Carlos moves on to an original song called “Is She Gonna Flake Again?”

“Great title,” David laughs.

“Speaks volumes,” the Rev responds. And then, “I hear a little Violent Femmes in there.”

Adam, a guy with a full beard and a tie-dyed T-shirt, sings Neil Young and David Bowie covers. David goes home. Stickman says good-bye too.

A couple takes the stage. He with a guitar, a goatee, and superstraight bangs. She in wellies. His name is Robin. She’s Kate. They remind me of Zooey Deschanel and Matt Ward from She & Him, the quiet way their voices complement each other.

“Aw, she has a ukulele,” Amanda says, “and cute little rain boots too.”

They’re the first I’d-buy-your-CD performance of the night.

When Robin says, “One more song because I have to catch the bus,” Amanda yells out from behind the bar, “Hey, somebody take him home!”

No one does.

Thursday, February 17
6:30 p.m.

[Position identification items]
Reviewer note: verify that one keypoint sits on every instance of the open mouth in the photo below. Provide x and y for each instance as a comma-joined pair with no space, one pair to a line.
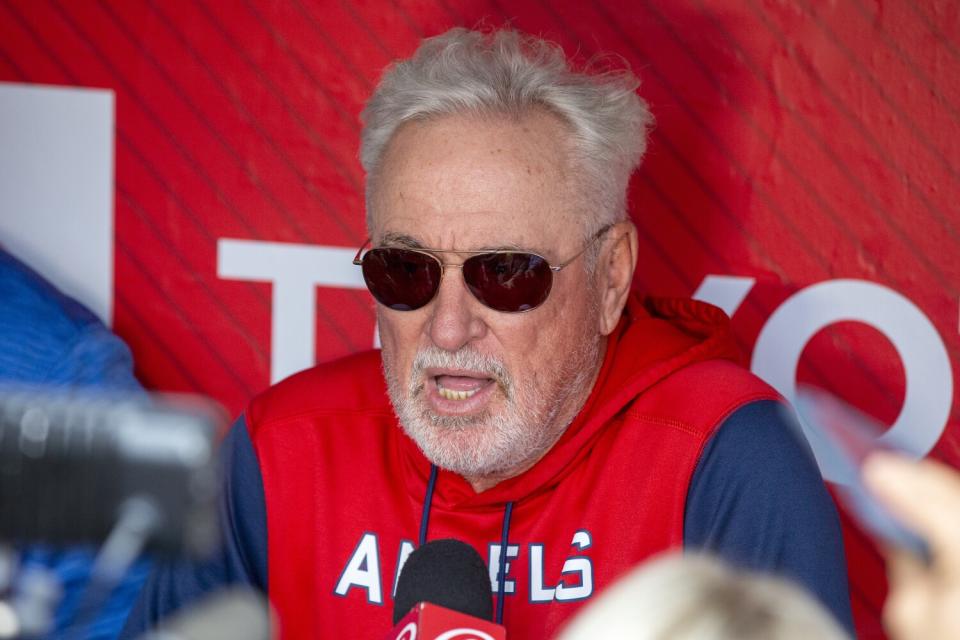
458,392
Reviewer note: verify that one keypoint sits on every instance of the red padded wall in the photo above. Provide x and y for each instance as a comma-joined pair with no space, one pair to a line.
798,142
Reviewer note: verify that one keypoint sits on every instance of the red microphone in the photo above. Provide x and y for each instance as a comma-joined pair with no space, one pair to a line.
443,593
428,621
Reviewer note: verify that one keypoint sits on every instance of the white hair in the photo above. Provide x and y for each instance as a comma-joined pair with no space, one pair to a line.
690,597
508,73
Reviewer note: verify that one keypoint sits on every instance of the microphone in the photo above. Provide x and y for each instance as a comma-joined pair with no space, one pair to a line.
444,592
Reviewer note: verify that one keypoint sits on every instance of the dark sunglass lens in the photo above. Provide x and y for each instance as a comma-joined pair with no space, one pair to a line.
401,279
508,281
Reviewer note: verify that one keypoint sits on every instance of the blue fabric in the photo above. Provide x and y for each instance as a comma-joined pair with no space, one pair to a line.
49,339
756,499
242,556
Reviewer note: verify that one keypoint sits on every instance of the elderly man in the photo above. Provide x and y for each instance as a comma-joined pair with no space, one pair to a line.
525,401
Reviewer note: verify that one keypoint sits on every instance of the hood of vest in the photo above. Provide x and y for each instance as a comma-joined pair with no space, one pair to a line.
655,337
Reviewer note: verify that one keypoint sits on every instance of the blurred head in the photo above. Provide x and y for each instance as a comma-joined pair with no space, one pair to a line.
486,142
688,597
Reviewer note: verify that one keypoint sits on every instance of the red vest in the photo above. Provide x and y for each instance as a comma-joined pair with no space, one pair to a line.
345,487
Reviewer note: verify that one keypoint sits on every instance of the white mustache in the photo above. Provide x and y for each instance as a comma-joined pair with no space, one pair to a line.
436,358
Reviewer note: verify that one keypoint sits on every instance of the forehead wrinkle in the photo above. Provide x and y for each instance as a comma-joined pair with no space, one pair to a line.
393,238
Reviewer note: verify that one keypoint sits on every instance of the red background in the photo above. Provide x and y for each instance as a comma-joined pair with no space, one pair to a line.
796,142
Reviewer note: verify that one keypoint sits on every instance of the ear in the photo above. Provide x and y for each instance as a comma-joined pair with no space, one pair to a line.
615,267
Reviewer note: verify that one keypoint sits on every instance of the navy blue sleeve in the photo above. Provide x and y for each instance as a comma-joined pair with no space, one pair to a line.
242,558
757,500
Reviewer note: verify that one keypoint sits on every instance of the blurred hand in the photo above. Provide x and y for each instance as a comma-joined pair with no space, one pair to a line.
924,601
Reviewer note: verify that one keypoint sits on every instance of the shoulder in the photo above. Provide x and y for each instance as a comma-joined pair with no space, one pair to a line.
47,337
353,384
701,396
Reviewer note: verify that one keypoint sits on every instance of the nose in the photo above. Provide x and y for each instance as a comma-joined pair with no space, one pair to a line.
455,319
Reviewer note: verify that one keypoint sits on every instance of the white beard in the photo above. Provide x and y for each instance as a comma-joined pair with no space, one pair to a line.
489,444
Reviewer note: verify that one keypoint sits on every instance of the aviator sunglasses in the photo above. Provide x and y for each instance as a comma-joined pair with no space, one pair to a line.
505,280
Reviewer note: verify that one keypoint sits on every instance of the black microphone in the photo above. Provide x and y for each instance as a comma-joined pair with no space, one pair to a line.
449,573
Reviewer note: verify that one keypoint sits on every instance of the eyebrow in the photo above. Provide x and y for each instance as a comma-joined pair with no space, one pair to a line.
391,238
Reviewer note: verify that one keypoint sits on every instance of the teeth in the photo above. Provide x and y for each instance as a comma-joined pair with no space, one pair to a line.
451,394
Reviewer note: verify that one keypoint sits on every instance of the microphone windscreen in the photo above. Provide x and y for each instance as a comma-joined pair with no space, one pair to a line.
449,573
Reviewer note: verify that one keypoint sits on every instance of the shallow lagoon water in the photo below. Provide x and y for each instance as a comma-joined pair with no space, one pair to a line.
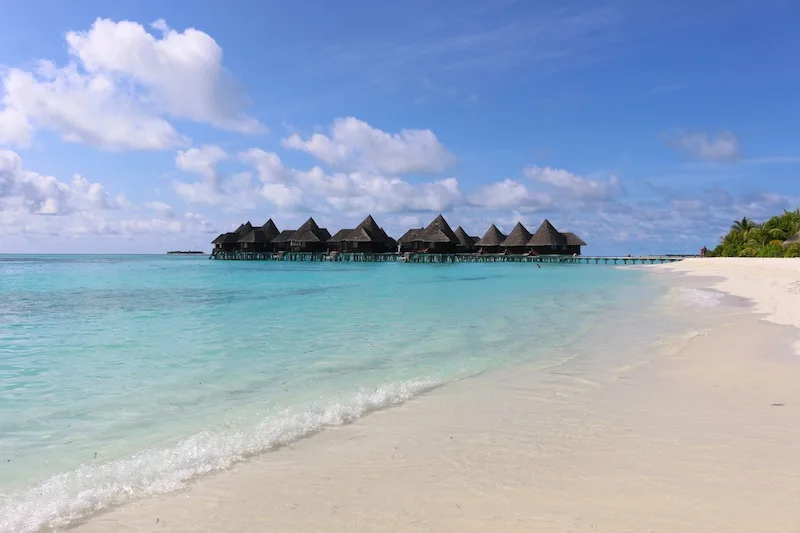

> _Description of the task_:
Answer these questions from the source passage:
1. What is the title of the original song Carlos plays?
2. Whose songs does Adam cover?
3. What reason does Robin give for playing only one more song?

> _Problem solution_:
1. "Is She Gonna Flake Again?"
2. Neil Young and David Bowie.
3. He has to catch the bus.